** START Input data **
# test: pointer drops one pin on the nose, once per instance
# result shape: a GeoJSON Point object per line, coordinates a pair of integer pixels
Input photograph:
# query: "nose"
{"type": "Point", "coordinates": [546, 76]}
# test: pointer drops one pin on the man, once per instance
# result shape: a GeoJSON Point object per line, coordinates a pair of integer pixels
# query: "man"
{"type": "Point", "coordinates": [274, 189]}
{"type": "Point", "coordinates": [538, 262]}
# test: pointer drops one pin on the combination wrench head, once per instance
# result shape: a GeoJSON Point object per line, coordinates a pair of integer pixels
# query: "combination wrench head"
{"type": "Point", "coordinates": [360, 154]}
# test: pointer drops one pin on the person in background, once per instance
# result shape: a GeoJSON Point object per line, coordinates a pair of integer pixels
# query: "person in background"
** END Input data **
Only the lines from the one that contains "# test: pointer drops one pin on the man, once" to the end of the entries above should be given again, exactly and in full.

Solution for this task =>
# test: pointer drops one pin on the man, once per instance
# result shape: a GeoJSON Point object per line, coordinates a pair of integer pixels
# query: "man"
{"type": "Point", "coordinates": [274, 189]}
{"type": "Point", "coordinates": [538, 262]}
# test: pointer drops one pin on the combination wrench head, once per instance
# result shape: a GeoJSON Point object per line, coordinates a pair of integer pixels
# query: "combination wrench head"
{"type": "Point", "coordinates": [360, 154]}
# test: pointer drops one pin on the person in background, once per instance
# result shape: a GeoJSON Point object per line, coordinates a pair of integer pixels
# query: "person in background"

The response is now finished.